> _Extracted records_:

++++++++++

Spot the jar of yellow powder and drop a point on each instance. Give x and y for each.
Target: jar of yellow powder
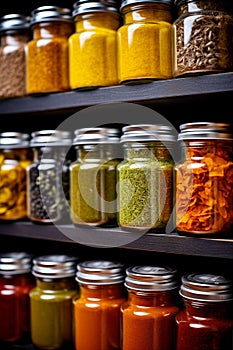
(93, 48)
(145, 41)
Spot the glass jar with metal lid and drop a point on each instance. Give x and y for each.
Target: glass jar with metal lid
(16, 281)
(93, 46)
(15, 33)
(93, 176)
(47, 52)
(51, 301)
(203, 32)
(48, 177)
(204, 191)
(146, 177)
(97, 309)
(15, 156)
(145, 41)
(206, 321)
(148, 316)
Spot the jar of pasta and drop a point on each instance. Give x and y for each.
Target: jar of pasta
(145, 41)
(203, 32)
(206, 320)
(145, 177)
(15, 33)
(51, 301)
(148, 316)
(15, 156)
(97, 309)
(93, 177)
(47, 52)
(93, 47)
(204, 190)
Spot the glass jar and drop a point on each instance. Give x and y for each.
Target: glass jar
(145, 41)
(15, 156)
(48, 177)
(47, 52)
(146, 177)
(16, 281)
(204, 191)
(97, 309)
(93, 47)
(93, 177)
(148, 316)
(51, 301)
(206, 321)
(14, 35)
(203, 32)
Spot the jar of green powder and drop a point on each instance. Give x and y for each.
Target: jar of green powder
(93, 176)
(146, 177)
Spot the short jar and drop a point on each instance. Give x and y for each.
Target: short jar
(206, 319)
(145, 177)
(148, 316)
(97, 309)
(51, 301)
(204, 189)
(203, 32)
(93, 46)
(15, 33)
(16, 281)
(145, 41)
(47, 52)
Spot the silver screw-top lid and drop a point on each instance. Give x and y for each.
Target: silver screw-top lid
(205, 130)
(14, 263)
(96, 135)
(14, 140)
(100, 272)
(54, 266)
(206, 287)
(147, 132)
(150, 278)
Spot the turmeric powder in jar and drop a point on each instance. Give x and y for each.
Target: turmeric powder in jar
(145, 41)
(93, 48)
(47, 53)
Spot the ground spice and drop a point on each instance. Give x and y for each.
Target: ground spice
(145, 42)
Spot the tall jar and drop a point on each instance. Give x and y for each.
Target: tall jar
(97, 310)
(93, 177)
(93, 46)
(47, 52)
(145, 41)
(203, 32)
(148, 316)
(15, 33)
(206, 320)
(51, 301)
(146, 177)
(15, 156)
(48, 177)
(204, 191)
(16, 281)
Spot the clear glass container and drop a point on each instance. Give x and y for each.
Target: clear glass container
(16, 281)
(148, 316)
(93, 46)
(206, 319)
(145, 177)
(203, 32)
(204, 191)
(145, 41)
(15, 33)
(97, 309)
(51, 302)
(47, 52)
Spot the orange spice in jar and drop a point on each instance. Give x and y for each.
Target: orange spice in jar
(204, 181)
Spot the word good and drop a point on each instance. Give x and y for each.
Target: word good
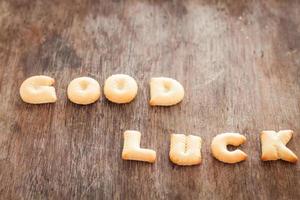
(83, 90)
(165, 92)
(118, 88)
(186, 150)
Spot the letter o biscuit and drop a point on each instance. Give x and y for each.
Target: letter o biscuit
(38, 90)
(165, 91)
(83, 90)
(120, 88)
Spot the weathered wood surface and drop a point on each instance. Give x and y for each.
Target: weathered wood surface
(238, 60)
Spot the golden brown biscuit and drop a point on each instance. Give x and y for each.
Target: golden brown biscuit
(185, 150)
(38, 90)
(274, 146)
(220, 151)
(120, 88)
(132, 149)
(165, 91)
(83, 90)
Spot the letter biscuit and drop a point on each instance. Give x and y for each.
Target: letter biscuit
(132, 149)
(220, 151)
(120, 88)
(274, 146)
(38, 90)
(185, 150)
(165, 91)
(83, 90)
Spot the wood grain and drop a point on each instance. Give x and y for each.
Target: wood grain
(239, 62)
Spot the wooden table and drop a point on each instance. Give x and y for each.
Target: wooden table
(239, 62)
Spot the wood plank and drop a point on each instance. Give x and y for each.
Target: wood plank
(239, 62)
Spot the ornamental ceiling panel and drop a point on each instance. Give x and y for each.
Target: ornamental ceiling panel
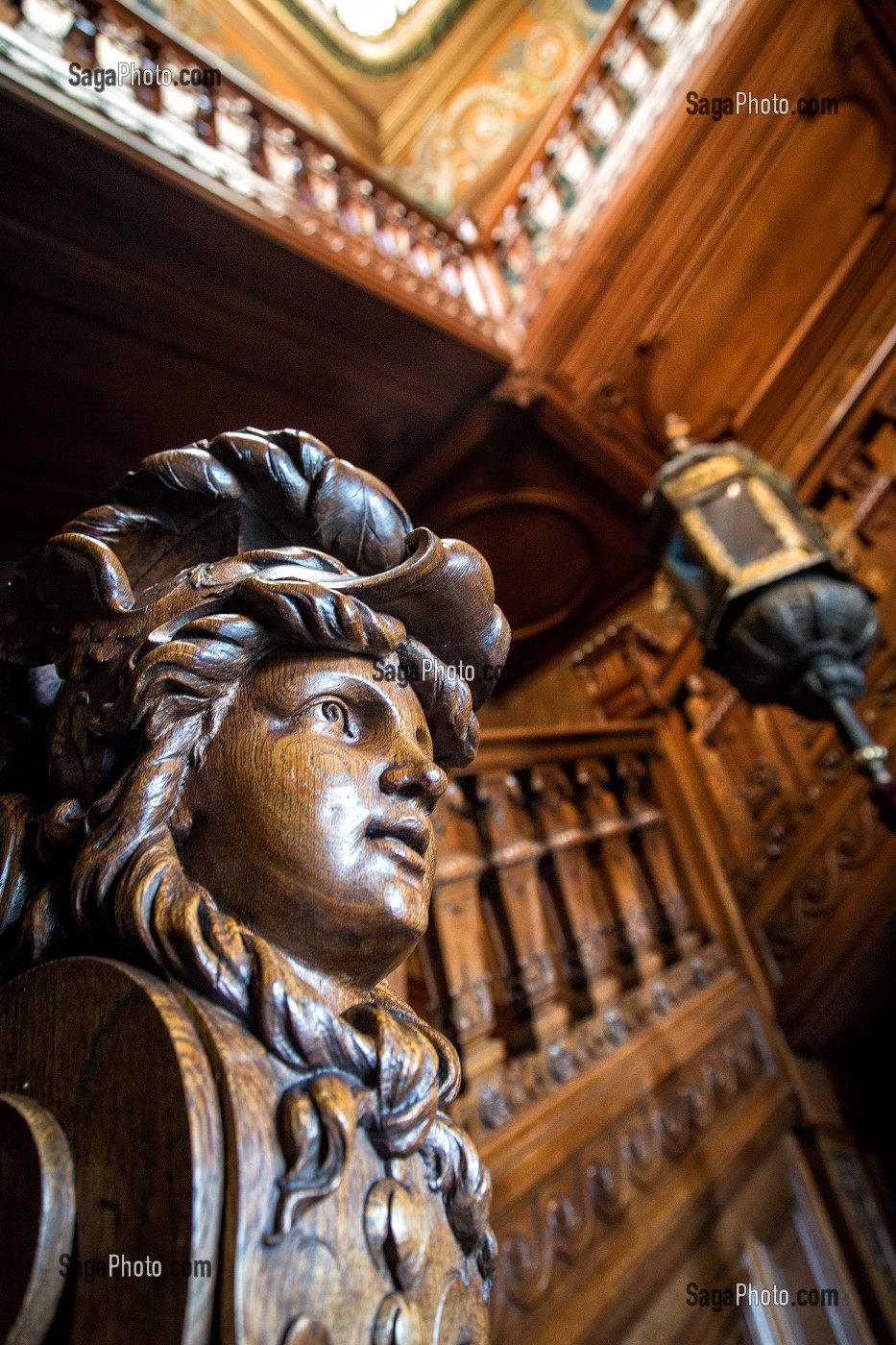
(436, 96)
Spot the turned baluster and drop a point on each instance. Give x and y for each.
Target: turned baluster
(456, 924)
(514, 857)
(626, 883)
(590, 920)
(654, 841)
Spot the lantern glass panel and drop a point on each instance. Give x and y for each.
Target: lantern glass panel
(738, 524)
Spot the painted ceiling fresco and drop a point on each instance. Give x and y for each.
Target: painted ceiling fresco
(499, 101)
(376, 37)
(462, 145)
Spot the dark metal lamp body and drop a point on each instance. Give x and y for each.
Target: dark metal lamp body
(774, 607)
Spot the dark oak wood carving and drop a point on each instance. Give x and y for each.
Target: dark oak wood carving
(228, 698)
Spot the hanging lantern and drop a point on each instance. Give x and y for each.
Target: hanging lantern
(774, 604)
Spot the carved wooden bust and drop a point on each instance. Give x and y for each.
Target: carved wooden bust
(228, 698)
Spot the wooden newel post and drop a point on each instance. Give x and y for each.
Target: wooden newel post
(633, 901)
(514, 856)
(567, 838)
(228, 701)
(458, 925)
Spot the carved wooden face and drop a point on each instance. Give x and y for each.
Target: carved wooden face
(309, 814)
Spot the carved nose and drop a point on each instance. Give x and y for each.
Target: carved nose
(423, 780)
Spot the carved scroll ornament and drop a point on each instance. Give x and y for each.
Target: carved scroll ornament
(228, 696)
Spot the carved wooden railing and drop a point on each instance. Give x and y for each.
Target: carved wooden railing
(572, 163)
(790, 822)
(563, 920)
(228, 138)
(577, 955)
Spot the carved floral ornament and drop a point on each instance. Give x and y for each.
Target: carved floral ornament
(204, 777)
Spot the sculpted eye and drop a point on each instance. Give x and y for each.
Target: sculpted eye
(334, 712)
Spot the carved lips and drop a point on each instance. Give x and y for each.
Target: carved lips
(406, 838)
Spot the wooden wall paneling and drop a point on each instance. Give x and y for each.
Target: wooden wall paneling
(516, 854)
(581, 891)
(570, 1210)
(136, 316)
(745, 261)
(630, 893)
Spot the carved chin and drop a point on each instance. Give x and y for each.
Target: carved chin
(406, 910)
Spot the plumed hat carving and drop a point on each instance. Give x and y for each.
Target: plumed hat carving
(252, 521)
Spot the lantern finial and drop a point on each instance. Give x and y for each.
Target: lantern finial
(677, 433)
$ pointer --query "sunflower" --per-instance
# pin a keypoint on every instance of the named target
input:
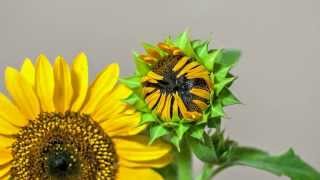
(56, 127)
(180, 85)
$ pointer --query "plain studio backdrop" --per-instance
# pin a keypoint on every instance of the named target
(279, 80)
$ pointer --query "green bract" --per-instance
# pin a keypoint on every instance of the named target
(218, 62)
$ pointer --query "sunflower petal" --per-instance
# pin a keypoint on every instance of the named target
(136, 148)
(123, 125)
(22, 93)
(28, 71)
(63, 87)
(6, 141)
(102, 85)
(112, 103)
(6, 156)
(44, 84)
(80, 79)
(10, 112)
(125, 173)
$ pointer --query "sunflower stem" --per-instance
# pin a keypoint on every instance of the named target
(184, 162)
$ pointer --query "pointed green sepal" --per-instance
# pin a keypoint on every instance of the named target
(217, 110)
(183, 42)
(176, 142)
(157, 131)
(182, 129)
(197, 132)
(228, 98)
(211, 58)
(218, 87)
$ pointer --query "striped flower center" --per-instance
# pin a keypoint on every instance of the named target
(177, 85)
(63, 146)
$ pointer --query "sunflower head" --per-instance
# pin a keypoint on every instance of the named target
(58, 126)
(181, 86)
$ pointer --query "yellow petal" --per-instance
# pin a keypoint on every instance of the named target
(63, 87)
(6, 141)
(5, 156)
(22, 93)
(101, 86)
(200, 92)
(136, 148)
(154, 75)
(80, 79)
(44, 84)
(6, 128)
(167, 108)
(147, 90)
(161, 103)
(180, 63)
(10, 113)
(112, 103)
(152, 98)
(4, 171)
(125, 173)
(28, 71)
(122, 125)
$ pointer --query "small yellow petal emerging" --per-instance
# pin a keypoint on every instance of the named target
(63, 87)
(80, 80)
(22, 93)
(101, 86)
(44, 84)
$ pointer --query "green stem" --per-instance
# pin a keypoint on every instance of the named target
(184, 162)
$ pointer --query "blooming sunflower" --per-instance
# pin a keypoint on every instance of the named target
(56, 127)
(180, 85)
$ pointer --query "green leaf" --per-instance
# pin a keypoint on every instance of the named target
(182, 129)
(202, 50)
(217, 110)
(230, 57)
(214, 122)
(197, 132)
(288, 164)
(132, 82)
(211, 58)
(218, 87)
(142, 67)
(204, 151)
(183, 42)
(147, 117)
(222, 73)
(228, 98)
(156, 132)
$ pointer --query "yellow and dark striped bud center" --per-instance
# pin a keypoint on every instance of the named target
(63, 146)
(177, 85)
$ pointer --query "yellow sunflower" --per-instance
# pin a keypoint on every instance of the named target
(58, 127)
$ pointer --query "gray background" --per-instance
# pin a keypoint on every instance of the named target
(279, 69)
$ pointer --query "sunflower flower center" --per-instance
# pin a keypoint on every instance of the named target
(177, 85)
(63, 146)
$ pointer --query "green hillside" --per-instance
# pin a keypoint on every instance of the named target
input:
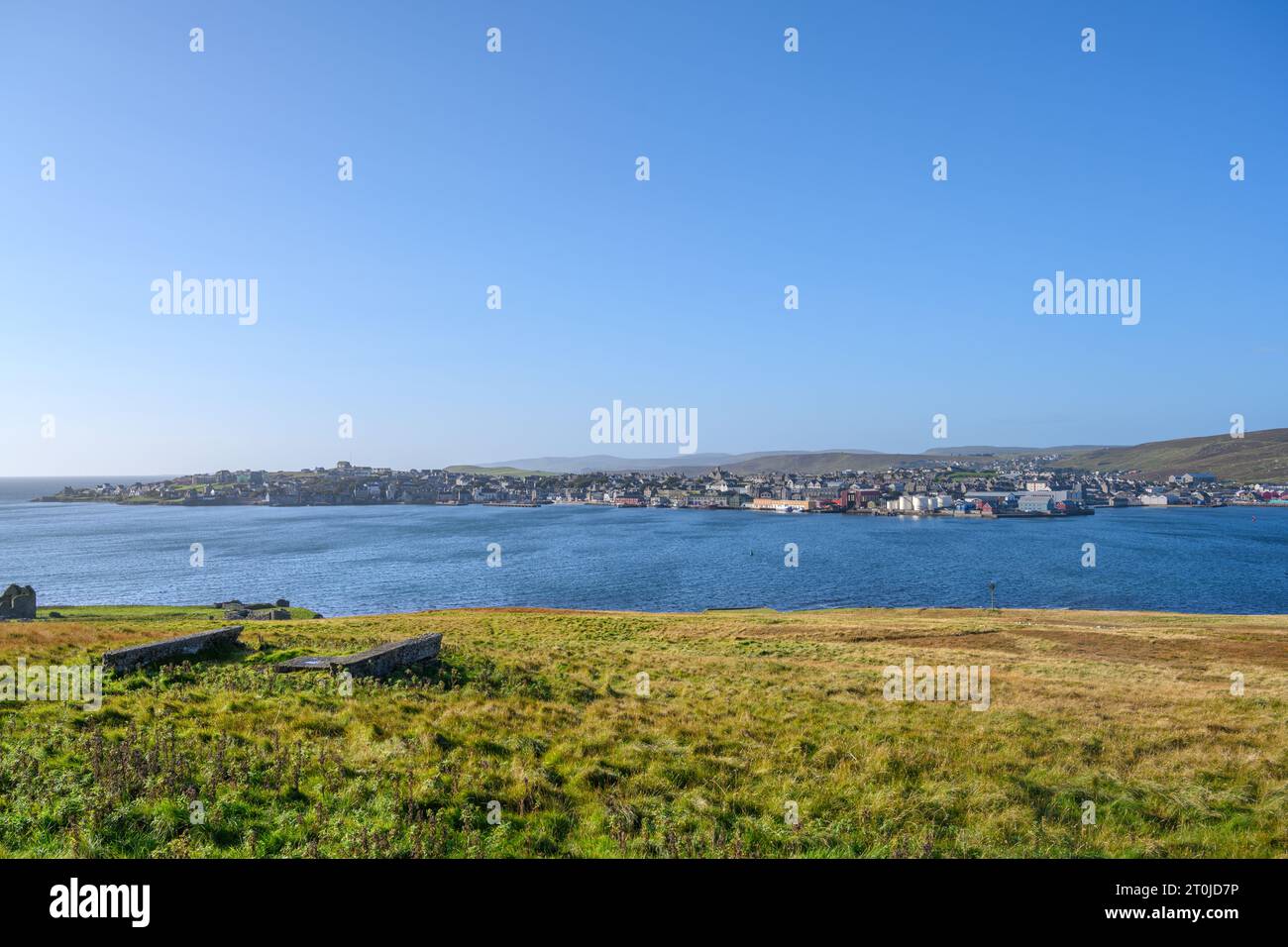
(1260, 455)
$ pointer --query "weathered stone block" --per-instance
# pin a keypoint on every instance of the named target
(375, 663)
(18, 602)
(172, 648)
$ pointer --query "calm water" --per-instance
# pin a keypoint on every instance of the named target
(351, 561)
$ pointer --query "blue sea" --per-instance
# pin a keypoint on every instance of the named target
(368, 560)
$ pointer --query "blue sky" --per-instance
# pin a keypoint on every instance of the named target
(518, 169)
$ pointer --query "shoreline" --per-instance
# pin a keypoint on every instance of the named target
(197, 611)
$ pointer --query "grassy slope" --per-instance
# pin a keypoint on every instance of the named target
(1260, 455)
(747, 711)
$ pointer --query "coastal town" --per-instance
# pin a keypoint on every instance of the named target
(1017, 487)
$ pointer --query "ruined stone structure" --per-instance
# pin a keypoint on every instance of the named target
(170, 650)
(375, 663)
(18, 602)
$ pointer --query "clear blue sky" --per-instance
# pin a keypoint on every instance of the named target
(518, 169)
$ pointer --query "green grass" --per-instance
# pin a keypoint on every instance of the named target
(746, 712)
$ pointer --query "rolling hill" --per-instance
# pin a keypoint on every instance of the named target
(1258, 455)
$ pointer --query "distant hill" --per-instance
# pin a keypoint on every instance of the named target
(686, 463)
(1258, 455)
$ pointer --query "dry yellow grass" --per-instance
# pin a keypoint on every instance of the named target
(746, 714)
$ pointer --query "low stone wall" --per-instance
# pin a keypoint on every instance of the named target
(375, 663)
(185, 646)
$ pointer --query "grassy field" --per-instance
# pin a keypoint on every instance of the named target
(536, 716)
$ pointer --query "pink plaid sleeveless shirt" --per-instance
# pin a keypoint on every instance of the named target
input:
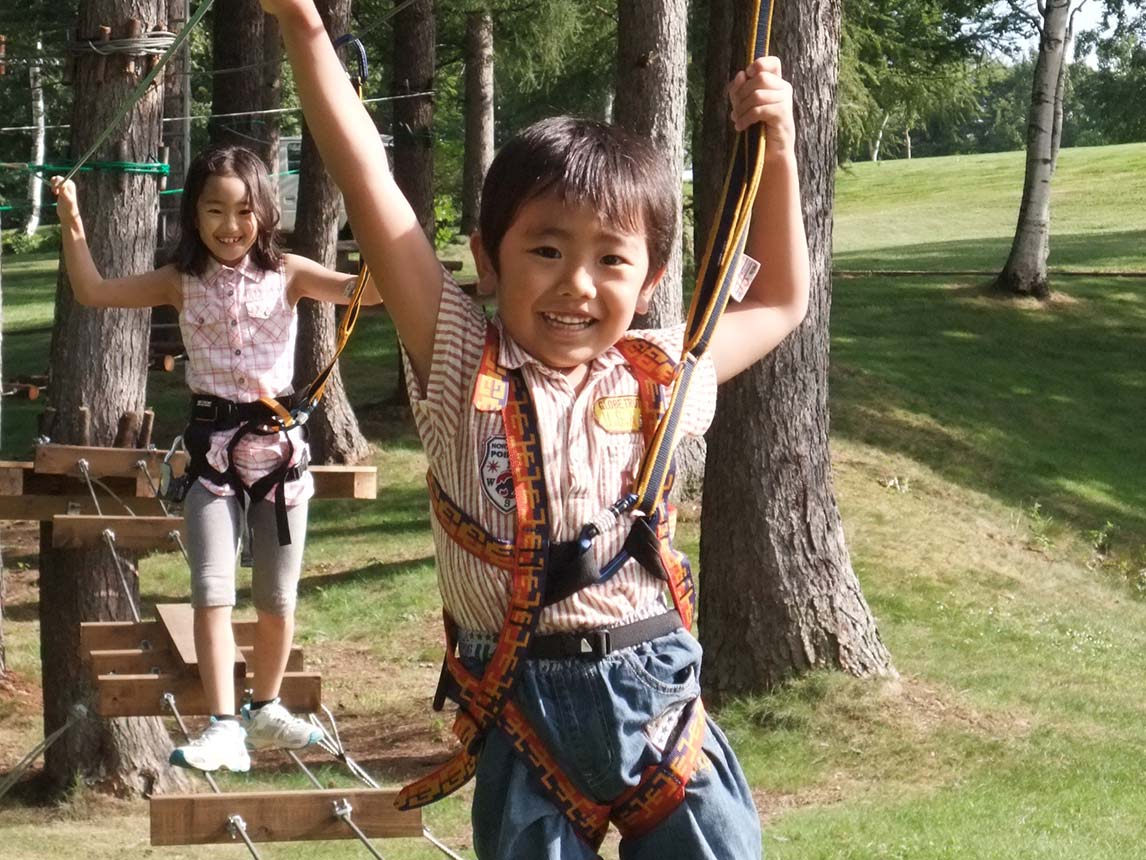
(238, 330)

++++++++++

> _What is asked_: Return each line of the extracted records that contains the string "with". Matching is case-sensitive.

> _Solution for this task_:
Spot the glass jar with metal lid and drop a point on each instance. Give x and y for each.
Target: glass jar with metal lid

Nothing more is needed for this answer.